* **ROWS**:

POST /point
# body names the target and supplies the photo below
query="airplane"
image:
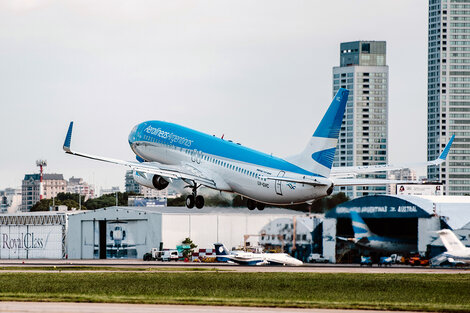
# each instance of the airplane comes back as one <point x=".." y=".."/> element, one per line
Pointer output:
<point x="457" y="252"/>
<point x="363" y="237"/>
<point x="250" y="258"/>
<point x="167" y="151"/>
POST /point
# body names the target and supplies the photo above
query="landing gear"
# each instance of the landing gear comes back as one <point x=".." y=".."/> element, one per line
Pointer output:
<point x="190" y="201"/>
<point x="252" y="204"/>
<point x="193" y="199"/>
<point x="199" y="201"/>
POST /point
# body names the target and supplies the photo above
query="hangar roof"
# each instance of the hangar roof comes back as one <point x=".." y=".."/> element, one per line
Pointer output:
<point x="456" y="209"/>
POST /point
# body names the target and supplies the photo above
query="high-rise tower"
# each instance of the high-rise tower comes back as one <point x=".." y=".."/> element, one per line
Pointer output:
<point x="363" y="139"/>
<point x="449" y="92"/>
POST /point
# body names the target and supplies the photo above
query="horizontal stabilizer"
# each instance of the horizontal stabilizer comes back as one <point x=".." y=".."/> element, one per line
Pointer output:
<point x="307" y="181"/>
<point x="368" y="182"/>
<point x="68" y="138"/>
<point x="341" y="172"/>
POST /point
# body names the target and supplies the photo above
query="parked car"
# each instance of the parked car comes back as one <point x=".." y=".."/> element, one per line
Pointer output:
<point x="366" y="261"/>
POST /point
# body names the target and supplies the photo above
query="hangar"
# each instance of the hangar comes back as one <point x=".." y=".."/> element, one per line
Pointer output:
<point x="33" y="235"/>
<point x="414" y="218"/>
<point x="130" y="232"/>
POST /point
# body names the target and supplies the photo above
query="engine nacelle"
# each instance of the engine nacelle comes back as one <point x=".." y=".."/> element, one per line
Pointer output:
<point x="150" y="180"/>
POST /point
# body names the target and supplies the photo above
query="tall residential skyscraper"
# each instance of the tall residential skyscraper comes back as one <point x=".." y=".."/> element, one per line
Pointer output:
<point x="449" y="92"/>
<point x="363" y="139"/>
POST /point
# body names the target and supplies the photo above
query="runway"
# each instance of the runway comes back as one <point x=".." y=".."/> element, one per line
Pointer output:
<point x="138" y="265"/>
<point x="67" y="307"/>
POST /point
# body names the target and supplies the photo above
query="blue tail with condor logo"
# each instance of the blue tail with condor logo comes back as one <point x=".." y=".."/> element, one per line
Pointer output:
<point x="319" y="153"/>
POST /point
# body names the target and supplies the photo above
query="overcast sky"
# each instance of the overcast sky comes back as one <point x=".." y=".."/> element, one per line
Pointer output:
<point x="259" y="72"/>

* **WHAT THE TASK ASKS**: Retype the whole listing, keeping every line identical and omitting all pictures.

* **EXERCISE OUTPUT**:
POST /point
# body names the target and supplies the photo below
query="airplane"
image:
# each instance of the airplane comes back as one <point x=".." y=".."/> element, one per line
Pointer output:
<point x="457" y="252"/>
<point x="363" y="237"/>
<point x="250" y="258"/>
<point x="167" y="151"/>
POST /point
# body names the target and supplies the photo above
query="landing gear"
# each instance of the landing gear comes back as one <point x=".." y=".."/> element, one per line
Pointer output:
<point x="190" y="201"/>
<point x="252" y="204"/>
<point x="193" y="199"/>
<point x="199" y="201"/>
POST /point
# body names the target and supplies the photo above
query="hangar roof"
# each instance of the hangar roof comes back as one <point x=".." y=".."/> element, one per line
Pointer output:
<point x="456" y="209"/>
POST /point
# body names the target and supplies the photo above
query="high-rise tower"
# each instance of the high-rise tower comes back as one <point x=".." y=".."/> element, one per line
Pointer output:
<point x="363" y="139"/>
<point x="449" y="92"/>
POST /point
# body names the target and supplies the photo above
query="horizontal stabilizer"
# each instance of the horizontal stabilizer comes back as one <point x=".." y=".."/> element, one per line
Pointer output:
<point x="307" y="181"/>
<point x="368" y="182"/>
<point x="68" y="138"/>
<point x="341" y="172"/>
POST /point
# body names the target and supplies the photo above
query="parked car"
# each instance of the parked car comes back as one <point x=".." y=".."/> element, one per line
Pointer output:
<point x="366" y="261"/>
POST /point
# body names the target and supplies the photo above
query="hangar"
# each instance of the hangar comes back as one <point x=".." y=".."/> element, one per line
Pointer output:
<point x="33" y="235"/>
<point x="414" y="218"/>
<point x="130" y="232"/>
POST /point
# body names the target and supplies the photo above
query="engine nacelle"
# each instance of the engine nacelle comes back as one <point x=".." y=".."/> element, one per line
Pointer output:
<point x="150" y="180"/>
POST /point
# body names the target and supplies the photo above
query="tall residential skyscraper"
# each instance of the tall residential skyscraper comes back as one <point x=".." y=".."/> element, one per line
Pointer output:
<point x="449" y="92"/>
<point x="363" y="139"/>
POST /point
# body names the target and supplies the photo above
query="runway"
# each instance of the runway comes back as one <point x=".." y=".."/> element, one per line
Pointer output:
<point x="138" y="265"/>
<point x="67" y="307"/>
POST /point
# body names the target and supplies the photo above
query="blue tail with condor logo"
# each instance of the blue tail with condor logo comes back as one <point x=".." y=".."/> element, one per line
Pointer output:
<point x="319" y="153"/>
POST /point
# body names the target and supplies the photo above
query="overcast sky"
# each instance of the overcast sky comes back as one <point x=".." y=".."/> element, one per line
Pointer output:
<point x="259" y="72"/>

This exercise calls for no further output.